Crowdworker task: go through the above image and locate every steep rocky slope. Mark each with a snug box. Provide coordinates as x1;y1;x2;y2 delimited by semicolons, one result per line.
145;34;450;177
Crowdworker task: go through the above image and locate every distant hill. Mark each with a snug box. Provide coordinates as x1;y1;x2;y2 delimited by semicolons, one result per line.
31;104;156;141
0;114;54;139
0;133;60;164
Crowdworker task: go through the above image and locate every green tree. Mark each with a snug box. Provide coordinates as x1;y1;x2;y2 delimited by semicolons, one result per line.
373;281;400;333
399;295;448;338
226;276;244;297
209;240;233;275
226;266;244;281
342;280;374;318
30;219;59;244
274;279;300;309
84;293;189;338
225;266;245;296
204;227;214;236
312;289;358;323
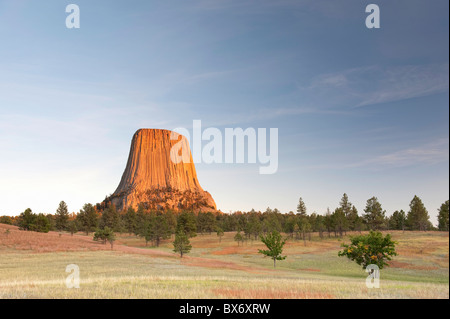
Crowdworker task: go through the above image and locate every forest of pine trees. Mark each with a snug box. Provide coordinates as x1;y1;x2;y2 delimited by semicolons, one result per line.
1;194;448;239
□ □ □ □
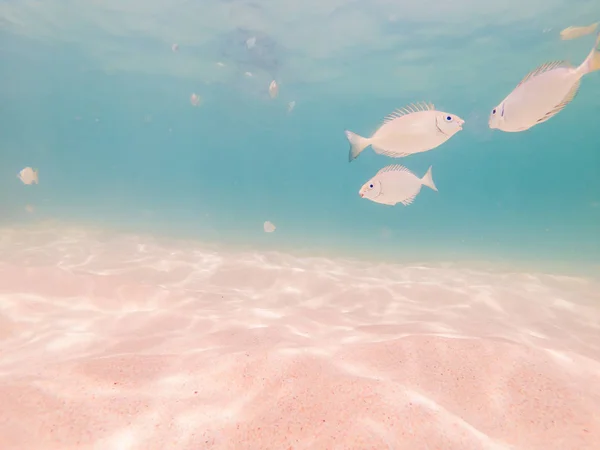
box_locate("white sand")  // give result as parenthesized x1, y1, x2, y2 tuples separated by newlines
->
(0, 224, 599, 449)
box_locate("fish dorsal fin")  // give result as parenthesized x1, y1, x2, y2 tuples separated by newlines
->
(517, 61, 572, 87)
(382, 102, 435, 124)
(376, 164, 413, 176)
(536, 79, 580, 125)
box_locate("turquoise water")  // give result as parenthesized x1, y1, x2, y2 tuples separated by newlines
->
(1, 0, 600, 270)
□ □ □ □
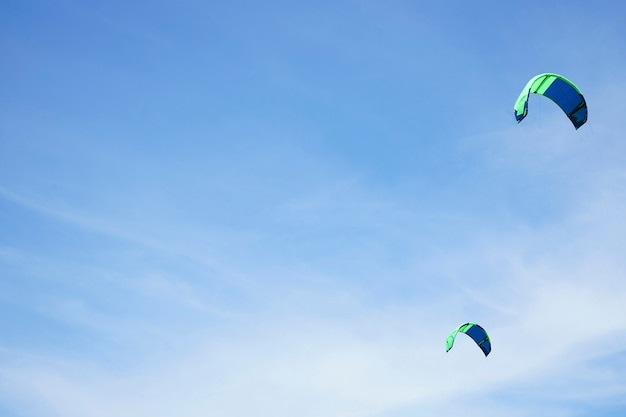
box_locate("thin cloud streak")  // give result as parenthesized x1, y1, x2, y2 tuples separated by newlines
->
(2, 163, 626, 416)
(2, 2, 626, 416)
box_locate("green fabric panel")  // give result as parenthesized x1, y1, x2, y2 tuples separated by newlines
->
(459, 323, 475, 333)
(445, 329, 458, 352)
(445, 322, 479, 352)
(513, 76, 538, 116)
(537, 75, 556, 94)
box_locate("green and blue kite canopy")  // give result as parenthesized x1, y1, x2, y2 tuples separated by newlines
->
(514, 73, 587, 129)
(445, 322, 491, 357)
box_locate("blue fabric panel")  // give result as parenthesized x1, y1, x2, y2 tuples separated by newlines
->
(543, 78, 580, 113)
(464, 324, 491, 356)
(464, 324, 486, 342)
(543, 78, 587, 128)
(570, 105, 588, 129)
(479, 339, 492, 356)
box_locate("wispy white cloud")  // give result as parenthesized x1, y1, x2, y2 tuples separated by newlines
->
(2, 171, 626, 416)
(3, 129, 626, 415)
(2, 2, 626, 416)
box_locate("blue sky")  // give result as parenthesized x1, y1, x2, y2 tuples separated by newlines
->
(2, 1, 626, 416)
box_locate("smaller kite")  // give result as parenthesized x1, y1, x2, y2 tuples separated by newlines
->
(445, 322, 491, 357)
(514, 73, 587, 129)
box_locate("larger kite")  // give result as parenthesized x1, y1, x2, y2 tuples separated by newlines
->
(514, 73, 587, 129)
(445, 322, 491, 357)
□ □ □ □
**Assigned task**
Among the entries, how many lines include the string "fabric"? Please reply with only the number.

**Output**
2